--- PROVIDED MATERIAL ---

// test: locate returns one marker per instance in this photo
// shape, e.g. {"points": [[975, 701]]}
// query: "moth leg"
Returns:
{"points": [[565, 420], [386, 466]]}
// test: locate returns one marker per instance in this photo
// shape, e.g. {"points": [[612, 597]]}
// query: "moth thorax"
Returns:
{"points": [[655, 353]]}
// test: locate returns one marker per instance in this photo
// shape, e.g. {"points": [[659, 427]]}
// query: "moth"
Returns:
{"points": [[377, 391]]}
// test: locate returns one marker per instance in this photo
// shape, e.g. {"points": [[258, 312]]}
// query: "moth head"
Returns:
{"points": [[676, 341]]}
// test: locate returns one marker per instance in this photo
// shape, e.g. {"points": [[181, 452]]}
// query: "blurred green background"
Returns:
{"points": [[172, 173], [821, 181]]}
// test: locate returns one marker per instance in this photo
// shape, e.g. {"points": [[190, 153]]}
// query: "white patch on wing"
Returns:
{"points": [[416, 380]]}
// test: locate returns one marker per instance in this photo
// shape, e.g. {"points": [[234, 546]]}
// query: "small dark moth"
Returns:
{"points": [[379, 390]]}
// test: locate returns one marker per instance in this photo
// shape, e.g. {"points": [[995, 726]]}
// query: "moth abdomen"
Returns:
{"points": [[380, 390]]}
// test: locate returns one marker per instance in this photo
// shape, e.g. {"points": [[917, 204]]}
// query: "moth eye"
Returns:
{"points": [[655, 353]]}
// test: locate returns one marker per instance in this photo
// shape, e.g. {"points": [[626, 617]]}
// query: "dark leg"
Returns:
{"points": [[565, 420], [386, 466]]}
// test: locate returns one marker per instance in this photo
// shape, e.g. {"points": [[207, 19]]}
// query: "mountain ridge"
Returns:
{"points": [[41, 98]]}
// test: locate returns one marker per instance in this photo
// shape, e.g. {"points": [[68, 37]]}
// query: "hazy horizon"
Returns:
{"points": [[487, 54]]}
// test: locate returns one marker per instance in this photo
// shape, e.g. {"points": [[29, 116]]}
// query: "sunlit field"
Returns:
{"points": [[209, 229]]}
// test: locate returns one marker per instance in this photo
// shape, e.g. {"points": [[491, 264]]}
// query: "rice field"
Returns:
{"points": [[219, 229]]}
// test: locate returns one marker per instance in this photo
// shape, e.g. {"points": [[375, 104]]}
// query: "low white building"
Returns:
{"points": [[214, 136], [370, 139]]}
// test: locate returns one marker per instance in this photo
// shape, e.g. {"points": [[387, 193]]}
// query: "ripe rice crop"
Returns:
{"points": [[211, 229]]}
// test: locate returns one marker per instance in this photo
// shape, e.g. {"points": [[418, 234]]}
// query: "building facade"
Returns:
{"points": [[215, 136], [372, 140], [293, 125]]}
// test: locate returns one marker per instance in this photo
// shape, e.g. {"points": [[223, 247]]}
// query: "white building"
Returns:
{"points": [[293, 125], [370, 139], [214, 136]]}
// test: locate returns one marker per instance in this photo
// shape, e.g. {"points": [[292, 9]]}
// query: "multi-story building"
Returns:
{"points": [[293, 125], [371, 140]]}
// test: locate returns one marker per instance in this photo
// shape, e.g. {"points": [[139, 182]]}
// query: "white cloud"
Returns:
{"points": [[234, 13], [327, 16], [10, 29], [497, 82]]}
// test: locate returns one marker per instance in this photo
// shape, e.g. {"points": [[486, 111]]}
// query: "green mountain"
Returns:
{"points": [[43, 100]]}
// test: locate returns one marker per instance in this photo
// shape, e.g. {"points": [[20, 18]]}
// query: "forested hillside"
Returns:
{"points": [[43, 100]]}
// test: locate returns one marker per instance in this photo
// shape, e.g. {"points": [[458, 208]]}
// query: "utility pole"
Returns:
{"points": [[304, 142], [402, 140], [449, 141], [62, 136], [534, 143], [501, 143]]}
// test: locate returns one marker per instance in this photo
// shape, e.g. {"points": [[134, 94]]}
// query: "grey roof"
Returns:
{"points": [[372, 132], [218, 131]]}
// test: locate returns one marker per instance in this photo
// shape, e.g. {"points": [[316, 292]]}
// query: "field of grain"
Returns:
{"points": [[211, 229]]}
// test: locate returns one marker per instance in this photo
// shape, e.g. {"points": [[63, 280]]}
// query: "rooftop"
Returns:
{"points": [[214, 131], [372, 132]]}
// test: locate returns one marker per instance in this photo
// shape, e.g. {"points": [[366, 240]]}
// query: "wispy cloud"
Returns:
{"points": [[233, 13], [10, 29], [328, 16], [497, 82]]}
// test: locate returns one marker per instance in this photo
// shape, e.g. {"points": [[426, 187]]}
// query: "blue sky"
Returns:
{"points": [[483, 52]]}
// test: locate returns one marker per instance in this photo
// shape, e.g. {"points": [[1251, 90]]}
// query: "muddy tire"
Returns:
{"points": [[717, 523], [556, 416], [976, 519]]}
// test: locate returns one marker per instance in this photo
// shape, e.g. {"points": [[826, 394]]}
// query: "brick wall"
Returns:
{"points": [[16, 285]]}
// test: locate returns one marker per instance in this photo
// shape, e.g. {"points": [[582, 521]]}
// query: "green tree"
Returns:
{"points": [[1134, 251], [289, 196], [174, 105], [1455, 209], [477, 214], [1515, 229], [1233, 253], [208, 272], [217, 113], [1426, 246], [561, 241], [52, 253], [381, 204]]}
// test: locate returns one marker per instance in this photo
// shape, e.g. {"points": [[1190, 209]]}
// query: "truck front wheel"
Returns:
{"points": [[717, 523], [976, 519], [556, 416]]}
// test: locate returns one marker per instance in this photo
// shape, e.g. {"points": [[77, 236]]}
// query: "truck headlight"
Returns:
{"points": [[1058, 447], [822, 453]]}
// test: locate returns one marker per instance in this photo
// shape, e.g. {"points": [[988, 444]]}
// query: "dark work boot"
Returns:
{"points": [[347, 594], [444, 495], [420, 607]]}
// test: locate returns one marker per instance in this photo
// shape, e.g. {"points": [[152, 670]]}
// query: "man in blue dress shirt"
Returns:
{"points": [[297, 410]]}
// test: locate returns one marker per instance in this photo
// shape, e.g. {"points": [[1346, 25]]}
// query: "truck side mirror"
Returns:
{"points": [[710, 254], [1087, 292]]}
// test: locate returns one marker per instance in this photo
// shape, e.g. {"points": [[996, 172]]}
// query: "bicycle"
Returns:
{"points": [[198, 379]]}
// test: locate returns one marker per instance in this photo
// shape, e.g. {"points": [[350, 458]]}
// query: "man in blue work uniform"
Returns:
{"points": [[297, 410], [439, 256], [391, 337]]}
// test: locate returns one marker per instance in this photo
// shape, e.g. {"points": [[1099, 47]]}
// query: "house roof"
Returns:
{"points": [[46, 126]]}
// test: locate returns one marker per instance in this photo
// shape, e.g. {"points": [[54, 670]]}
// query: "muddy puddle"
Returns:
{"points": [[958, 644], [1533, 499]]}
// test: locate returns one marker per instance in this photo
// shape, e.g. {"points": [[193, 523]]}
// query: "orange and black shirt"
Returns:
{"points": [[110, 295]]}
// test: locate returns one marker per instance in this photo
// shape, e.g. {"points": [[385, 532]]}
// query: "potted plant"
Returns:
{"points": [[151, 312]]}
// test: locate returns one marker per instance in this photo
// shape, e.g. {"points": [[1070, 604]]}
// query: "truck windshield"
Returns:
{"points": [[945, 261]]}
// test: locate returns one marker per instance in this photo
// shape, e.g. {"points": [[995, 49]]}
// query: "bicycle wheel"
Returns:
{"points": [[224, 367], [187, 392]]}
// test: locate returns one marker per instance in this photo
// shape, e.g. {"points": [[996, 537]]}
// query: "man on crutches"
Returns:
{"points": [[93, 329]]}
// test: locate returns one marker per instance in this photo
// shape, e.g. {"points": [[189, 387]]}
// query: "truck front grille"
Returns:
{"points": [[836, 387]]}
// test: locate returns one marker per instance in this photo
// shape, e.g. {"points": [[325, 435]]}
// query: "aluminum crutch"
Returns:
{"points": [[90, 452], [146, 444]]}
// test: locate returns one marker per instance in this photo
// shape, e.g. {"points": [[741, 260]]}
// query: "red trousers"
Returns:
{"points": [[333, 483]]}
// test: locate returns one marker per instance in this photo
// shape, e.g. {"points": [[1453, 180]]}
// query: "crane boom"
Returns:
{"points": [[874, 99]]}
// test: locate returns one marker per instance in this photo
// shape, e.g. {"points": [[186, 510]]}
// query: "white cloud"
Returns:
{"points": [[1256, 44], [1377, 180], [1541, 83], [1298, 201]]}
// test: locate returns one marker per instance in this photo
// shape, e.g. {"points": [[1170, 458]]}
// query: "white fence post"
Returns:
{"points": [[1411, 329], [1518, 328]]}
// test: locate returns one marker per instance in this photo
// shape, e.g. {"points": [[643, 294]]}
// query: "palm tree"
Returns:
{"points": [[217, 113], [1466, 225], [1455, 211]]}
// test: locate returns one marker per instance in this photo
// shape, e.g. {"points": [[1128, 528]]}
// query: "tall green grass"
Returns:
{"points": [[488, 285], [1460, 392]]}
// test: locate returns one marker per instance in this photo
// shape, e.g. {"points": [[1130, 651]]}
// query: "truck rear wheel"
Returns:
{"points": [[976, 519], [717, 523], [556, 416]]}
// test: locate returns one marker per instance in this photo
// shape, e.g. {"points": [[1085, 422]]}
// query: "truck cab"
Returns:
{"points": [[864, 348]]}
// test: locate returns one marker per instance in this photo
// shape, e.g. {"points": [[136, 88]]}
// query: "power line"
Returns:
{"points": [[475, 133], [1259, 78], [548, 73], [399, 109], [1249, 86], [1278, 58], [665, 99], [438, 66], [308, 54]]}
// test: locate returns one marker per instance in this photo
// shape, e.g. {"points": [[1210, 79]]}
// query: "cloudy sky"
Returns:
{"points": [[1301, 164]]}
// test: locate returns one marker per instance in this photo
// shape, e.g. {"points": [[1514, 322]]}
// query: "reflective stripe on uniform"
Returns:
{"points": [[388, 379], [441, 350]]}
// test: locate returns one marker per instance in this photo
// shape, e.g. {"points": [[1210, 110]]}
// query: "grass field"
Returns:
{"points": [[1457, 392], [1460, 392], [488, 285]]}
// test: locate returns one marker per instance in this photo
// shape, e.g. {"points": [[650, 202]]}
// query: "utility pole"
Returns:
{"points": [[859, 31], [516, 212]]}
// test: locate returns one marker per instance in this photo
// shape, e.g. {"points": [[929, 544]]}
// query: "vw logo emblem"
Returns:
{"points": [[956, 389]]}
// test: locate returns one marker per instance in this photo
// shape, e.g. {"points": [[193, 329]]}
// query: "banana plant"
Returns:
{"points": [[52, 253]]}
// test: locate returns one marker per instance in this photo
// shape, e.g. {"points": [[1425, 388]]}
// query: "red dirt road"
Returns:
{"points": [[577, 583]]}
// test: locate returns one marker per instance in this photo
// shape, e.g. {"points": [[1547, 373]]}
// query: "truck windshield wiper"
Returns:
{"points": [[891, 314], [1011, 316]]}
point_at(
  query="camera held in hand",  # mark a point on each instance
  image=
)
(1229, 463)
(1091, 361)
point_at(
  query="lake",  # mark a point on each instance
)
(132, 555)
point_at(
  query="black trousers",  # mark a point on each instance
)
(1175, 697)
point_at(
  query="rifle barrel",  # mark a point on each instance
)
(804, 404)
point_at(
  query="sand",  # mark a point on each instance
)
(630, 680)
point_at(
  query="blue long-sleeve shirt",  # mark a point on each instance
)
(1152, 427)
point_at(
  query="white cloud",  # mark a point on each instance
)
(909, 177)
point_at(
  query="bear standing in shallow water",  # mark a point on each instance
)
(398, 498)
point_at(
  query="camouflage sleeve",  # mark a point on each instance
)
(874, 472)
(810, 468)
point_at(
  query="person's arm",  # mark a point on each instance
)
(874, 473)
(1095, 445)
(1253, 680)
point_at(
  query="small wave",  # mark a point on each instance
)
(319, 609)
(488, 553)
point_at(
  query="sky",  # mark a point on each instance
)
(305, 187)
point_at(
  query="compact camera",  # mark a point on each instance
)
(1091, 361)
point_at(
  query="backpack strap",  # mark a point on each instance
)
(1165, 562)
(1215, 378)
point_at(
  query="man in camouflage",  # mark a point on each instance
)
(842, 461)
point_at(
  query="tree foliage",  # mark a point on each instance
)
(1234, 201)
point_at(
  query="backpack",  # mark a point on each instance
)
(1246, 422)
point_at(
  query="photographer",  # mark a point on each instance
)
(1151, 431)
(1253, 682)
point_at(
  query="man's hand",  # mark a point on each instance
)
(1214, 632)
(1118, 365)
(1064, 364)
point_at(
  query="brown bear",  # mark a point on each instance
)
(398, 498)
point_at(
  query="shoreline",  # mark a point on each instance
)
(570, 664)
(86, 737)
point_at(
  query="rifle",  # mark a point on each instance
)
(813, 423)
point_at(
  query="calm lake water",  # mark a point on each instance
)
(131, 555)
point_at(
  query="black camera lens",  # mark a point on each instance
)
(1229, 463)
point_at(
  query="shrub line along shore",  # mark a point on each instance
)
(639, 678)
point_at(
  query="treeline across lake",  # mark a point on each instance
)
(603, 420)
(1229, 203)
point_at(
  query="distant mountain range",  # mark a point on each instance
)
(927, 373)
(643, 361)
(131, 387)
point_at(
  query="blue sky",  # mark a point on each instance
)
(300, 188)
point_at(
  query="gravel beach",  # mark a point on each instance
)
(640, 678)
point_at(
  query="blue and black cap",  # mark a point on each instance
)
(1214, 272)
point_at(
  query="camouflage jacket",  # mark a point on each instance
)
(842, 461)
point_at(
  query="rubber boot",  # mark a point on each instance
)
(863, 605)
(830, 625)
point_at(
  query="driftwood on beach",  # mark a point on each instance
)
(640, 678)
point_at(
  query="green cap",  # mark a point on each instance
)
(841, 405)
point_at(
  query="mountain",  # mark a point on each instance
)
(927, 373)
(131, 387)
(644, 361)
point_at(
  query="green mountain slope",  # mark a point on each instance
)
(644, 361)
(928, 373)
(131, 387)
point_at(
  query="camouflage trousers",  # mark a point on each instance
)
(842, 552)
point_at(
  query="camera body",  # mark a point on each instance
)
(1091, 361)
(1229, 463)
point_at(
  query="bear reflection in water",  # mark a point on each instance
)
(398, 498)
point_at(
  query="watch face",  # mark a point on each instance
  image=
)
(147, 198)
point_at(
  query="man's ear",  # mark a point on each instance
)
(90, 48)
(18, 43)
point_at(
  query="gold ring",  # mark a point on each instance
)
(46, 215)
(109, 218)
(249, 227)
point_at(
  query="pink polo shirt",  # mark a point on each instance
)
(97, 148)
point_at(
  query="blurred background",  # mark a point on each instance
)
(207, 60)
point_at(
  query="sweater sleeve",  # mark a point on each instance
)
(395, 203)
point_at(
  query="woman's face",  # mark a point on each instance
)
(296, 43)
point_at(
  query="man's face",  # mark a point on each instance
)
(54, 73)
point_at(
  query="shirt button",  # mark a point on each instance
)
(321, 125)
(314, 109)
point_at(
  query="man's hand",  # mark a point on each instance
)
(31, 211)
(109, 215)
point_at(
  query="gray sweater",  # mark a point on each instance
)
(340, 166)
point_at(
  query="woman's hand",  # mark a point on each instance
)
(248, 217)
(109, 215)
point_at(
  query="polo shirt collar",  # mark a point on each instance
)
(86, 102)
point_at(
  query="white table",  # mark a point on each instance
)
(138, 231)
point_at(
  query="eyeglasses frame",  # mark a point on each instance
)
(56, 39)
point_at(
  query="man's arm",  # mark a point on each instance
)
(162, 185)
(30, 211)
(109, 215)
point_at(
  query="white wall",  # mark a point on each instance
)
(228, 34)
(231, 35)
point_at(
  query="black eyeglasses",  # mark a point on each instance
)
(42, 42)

---

◆ **WORK TO DO**:
Pick out every line in the listing that contains the word "dark".

◆ **REPLY TO THE EXERCISE**:
// query: "small dark moth"
// query: "dark leg"
// query: "dark work boot"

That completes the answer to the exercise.